**Goal a:** Reproduce the stretch of the catering software thread from "## yjm1 (Dec" through "is more simplified.", substituting "pick lists" for "packing lists".

**Document excerpt:**
======

# Catering Comapny Software



## yjm1 (Dec 12, 2011)

I am the general manager for a small catering firm. I am looking to upgrade our current order taking/packing system. Right now the orders are printed in an ms word document with an excel sheet input for the pricing. It is then also transferred to quickbooks for invoicing. The problem with this method is it doesn't give me a proper way to generate packing lists and I find myself at jobs and having forgot items. I know there is software out there that allows for catering items to be associated with menu items but I feel that those software packages will be very costly and will create a huge amount of redundancy.

What system do other professional catering companies use to properly generate packing lists so that it is more simplified.

Also, if there is a system that will also analyze food cost to tighten up that aspect that would be nice too.

The main thing, is that I use quickbooks right now for bookkeeping and I don't want to have to handle multiple systems.

Thanks,


----------



## tony direnzo (Sep 1, 2011)

I don't know who you vendor is but Sysco has a really good one that they offer it is called _Windstar_. With this program you can do all that you want and more you can set all you food cost percentages, manage inventory (it even uploads your current invoices and updates your prices for you), print order lists. You can set up and keep track of invoices for different catering clients, and so much more. It is incredible. And I also know that US Foods also has one that is decent as well.


----------



## eastshores (Oct 23, 2008)

This sounds like a combination of inventory and ordering. Are you looking to track what inventory you have on hand and update the market price when you re-stock? I assume you want a cost sheet to be generated when an order is created based on that current price?

What do you consider "costly" for a software package that would do exactly what you need done?

Edit: Tony do they offer those packages as part of their supply business?


----------



## chefedb (Apr 3, 2010)

======

**Dataset extract:**

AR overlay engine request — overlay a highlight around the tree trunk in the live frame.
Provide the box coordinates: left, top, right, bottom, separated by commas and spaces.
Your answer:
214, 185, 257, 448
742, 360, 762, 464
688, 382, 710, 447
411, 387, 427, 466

======

**Goal b:** Format every line of the rows above as a numbered list, omitting any blank lines.

**Full answer a:**
## yjm1 (Dec 12, 2011)

I am the general manager for a small catering firm. I am looking to upgrade our current order taking/packing system. Right now the orders are printed in an ms word document with an excel sheet input for the pricing. It is then also transferred to quickbooks for invoicing. The problem with this method is it doesn't give me a proper way to generate pick lists and I find myself at jobs and having forgot items. I know there is software out there that allows for catering items to be associated with menu items but I feel that those software packages will be very costly and will create a huge amount of redundancy.

What system do other professional catering companies use to properly generate pick lists so that it is more simplified.

**Full answer b:**
1. AR overlay engine request — overlay a highlight around the tree trunk in the live frame.
2. Provide the box coordinates: left, top, right, bottom, separated by commas and spaces.
3. Your answer:
4. 214, 185, 257, 448
5. 742, 360, 762, 464
6. 688, 382, 710, 447
7. 411, 387, 427, 466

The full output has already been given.